--- begin Input records ---
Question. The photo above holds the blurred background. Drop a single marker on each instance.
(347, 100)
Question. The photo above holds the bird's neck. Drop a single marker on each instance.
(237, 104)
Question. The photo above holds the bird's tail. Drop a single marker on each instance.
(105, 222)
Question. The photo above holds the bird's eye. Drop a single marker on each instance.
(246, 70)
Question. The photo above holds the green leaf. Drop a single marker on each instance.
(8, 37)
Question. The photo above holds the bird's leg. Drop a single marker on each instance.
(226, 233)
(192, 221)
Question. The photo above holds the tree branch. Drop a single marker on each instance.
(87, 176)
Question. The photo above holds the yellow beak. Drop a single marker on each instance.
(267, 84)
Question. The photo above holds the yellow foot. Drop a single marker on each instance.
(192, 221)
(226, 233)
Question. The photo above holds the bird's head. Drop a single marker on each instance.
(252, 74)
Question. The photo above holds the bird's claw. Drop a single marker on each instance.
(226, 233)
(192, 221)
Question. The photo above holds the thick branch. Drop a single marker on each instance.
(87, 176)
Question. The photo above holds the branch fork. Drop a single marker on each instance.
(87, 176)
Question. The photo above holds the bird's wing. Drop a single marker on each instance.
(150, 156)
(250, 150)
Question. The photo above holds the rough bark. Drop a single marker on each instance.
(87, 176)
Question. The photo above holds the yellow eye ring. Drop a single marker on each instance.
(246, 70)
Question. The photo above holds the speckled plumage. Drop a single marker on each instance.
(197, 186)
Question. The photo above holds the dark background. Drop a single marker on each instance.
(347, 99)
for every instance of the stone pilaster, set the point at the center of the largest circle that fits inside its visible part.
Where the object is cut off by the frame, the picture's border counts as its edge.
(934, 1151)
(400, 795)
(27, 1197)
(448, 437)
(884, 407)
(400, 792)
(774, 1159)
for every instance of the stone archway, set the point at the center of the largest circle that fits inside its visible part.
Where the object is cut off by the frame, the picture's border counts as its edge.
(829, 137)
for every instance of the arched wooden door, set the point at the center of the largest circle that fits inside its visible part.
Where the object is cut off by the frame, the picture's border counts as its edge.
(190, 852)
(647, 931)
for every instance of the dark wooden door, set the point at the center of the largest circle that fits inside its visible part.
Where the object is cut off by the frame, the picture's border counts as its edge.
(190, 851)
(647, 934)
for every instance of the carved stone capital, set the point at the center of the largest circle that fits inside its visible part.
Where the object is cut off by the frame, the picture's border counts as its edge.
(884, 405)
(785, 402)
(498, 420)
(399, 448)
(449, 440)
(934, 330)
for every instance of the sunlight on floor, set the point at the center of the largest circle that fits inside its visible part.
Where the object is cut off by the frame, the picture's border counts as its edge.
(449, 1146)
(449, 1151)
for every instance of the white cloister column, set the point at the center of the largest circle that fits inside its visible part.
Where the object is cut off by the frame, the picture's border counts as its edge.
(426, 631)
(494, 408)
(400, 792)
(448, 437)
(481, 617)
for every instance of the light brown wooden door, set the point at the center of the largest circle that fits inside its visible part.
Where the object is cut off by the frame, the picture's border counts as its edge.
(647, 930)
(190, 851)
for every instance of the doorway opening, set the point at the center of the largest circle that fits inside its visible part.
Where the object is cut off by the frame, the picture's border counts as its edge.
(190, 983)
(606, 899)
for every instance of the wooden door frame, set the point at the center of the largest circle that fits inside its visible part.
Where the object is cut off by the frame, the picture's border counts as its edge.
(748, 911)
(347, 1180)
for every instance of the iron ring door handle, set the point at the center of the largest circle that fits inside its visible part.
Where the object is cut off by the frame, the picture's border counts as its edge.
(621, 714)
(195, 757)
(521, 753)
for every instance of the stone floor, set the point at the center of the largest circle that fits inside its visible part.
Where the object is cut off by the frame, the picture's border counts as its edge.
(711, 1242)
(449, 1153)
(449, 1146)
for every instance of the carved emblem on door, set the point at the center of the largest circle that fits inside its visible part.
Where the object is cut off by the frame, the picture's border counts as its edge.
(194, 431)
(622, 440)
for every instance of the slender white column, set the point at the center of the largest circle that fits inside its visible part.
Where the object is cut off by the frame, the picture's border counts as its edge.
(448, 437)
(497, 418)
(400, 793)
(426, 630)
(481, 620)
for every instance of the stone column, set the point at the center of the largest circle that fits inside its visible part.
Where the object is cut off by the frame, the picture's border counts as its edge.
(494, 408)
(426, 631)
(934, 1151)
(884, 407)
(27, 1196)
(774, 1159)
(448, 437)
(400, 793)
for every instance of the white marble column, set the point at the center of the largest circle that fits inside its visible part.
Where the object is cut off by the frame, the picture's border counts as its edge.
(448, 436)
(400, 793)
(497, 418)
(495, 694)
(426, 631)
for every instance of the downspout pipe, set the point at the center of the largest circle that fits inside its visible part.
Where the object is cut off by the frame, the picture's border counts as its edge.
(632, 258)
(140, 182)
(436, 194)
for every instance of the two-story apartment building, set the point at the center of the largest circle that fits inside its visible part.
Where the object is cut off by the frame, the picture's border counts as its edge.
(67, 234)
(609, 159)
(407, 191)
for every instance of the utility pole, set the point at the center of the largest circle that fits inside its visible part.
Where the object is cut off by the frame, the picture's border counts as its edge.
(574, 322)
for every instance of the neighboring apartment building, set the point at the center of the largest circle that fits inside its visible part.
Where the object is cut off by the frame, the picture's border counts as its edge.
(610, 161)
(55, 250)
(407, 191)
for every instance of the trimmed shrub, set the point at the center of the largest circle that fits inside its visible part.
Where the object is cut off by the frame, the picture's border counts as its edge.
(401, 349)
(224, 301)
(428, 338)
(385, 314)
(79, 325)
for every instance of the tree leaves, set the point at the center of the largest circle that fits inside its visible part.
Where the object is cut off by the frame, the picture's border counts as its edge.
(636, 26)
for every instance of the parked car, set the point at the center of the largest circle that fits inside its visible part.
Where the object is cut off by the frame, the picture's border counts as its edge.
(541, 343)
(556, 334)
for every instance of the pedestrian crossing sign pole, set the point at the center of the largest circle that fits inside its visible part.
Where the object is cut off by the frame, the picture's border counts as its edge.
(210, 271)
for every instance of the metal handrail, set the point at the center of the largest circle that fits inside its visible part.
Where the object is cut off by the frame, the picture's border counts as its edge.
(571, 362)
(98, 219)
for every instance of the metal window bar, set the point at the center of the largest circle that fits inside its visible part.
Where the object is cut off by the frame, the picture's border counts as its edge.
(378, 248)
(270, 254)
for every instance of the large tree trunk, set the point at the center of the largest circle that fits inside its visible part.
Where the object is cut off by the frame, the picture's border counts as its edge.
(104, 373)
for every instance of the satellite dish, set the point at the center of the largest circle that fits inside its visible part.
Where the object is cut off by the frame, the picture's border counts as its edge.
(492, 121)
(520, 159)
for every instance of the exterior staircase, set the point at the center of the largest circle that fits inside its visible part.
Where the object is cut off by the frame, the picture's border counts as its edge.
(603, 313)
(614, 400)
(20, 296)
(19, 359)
--- end Input records ---
Reproduce, unchanged, everything in the records above from the line containing "for every instance of the metal window" down to the very last line, including both of those lines.

for every instance of the metal window bar, set the point at the center of the largest circle that fits inside its visible part.
Where the object is cut off by the frame, the picture's border counts as its edge.
(378, 248)
(270, 254)
for every instance of the large tree trunk, set the point at the center of the largest circle that fits inside its visible part.
Where the object is cut off by the frame, the picture's border counts as its edge.
(104, 373)
for every instance of the satellite dish, set the point at the center of the largest circle that fits inside its visible part.
Where the object is cut off by the frame, the picture's border counts as its edge.
(492, 121)
(520, 159)
for every instance of the exterior staircase, set the point at the center of the largest circle that fits inside its visible part.
Where the object is cut off by the frame, the picture's border counts as its edge.
(603, 313)
(614, 400)
(20, 296)
(19, 359)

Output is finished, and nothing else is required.